- **Texte fourni**:
Dernier rebondissement, Hama Amadou est finalement libéré de prison le 16 mars 2016 pour raison de santé. Il est immédiatement évacué sur Paris pour se faire soigner dans le très prestigieux hôpital Américain. Donc on se retrouve avec un candidat libéré à 4 jours du scrutin mais malade et qui ne pourra donc pas se déplacer pour voter (pour lui-même) dans son fief, comme le font tous les candidats. En même temps, il ne l’a pas fait au premier tour. Mais grande question : Vote-t-on  en toute logique pour un candidat malade ?

Je n’affectionne particulièrement pas aucun des deux prétendants au poste de président : un président sortant au bilan à demi-teinte et un candidat contre qui le sort et les gens ne cessent de s’acharner et qui s’il devient président, se vengera sans nul doute de toutes les arrestations et exils vécus. Alors je préfère garder ma voix, car je n’ai pas le choix au final et on choisira pour moi. Cette élection n’est pas transparente et encore moins équitable. Je ne vois plus l’intérêt d’aller faire  mon devoir de citoyenne : voter pour qui et pourquoi ? Voter blanc ou nul j’y ai songé mais aucun intérêt, juste une perte de temps, le résultat est déjà connu.

Ce second tour s’apparente à une énorme mascarade, il n’y a qu’un seul candidat au final. Et pour l’Histoire je ne souhaite pas y participer. Dimanche, il va faire beau je profiterai donc du soleil et de mon jour de repos.  J’aurai quand même le sentiment du devoir citoyen accompli : choisir de ne pas participer à une mascarade électorale, pour l’Histoire.

Kalatonton

Haria Nyala

3 réflexions sur “Pourquoi je n’irai probablement pas voter dimanche

  1. Intéressent et très directe. J’avoue que la prise de conscience est déjà la, mais il est grand temps pour nous de trouver un moyen de balayer toute cette classe politique et d’inculper réel-ment cette génération consciente à l’ échelle national et international. Notre politique est gangrenée à tout les niveaux malheureusement, Suivant cette logique si nous qui avons cette prise de conscience laissons tomber alors sa ne deviendra qu’un cercle vicieux. Il est possible de créer une vrai renaissance de la démocratie dans notre pays. Effectivement possible si nous mettons tous la main dans la pate comme on le dit. Créer une coalition des jeunes pour la renaissance de la démocratie au Niger ( CJRDN ) est possible. Je réfléchi toujours a comment faire valoir et crédibilisé cette coalition.

(Enregistrements du jeu de données)
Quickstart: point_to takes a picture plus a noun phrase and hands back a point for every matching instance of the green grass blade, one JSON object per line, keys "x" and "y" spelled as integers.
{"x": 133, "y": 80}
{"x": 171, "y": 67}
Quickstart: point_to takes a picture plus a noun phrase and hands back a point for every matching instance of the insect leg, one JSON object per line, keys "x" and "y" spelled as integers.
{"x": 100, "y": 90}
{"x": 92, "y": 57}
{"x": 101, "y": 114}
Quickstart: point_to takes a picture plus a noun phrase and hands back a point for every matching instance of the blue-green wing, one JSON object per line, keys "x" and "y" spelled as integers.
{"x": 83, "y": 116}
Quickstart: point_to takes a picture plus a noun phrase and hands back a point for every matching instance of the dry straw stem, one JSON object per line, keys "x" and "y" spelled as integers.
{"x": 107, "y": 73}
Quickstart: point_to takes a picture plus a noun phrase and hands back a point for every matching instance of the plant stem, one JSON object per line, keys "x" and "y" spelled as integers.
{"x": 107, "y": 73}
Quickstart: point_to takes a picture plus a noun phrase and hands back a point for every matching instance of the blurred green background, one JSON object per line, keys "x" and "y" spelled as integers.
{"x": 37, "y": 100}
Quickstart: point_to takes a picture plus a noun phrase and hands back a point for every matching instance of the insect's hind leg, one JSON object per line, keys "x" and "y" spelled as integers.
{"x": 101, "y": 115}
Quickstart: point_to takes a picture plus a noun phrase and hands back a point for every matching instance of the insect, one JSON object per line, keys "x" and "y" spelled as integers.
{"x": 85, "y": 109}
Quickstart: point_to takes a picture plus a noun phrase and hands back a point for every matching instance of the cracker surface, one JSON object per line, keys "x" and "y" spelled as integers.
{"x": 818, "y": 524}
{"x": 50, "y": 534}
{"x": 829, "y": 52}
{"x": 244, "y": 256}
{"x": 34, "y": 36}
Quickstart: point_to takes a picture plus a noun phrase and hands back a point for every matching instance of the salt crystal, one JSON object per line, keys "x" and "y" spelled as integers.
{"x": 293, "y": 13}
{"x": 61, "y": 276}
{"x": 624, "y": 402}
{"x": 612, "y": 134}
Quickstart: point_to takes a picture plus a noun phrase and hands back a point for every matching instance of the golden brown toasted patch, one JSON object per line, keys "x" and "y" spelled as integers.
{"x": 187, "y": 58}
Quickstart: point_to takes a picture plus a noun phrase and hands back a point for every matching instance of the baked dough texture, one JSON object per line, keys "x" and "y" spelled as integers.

- **Consigne**:
Dans le texte sur le second tour, relevez, hors commentaire, toutes les expressions qui qualifient cette élection ou ce second tour.

- **Réponse**:
- « pas transparente »
- « encore moins équitable »
- « une énorme mascarade »
- « une mascarade électorale »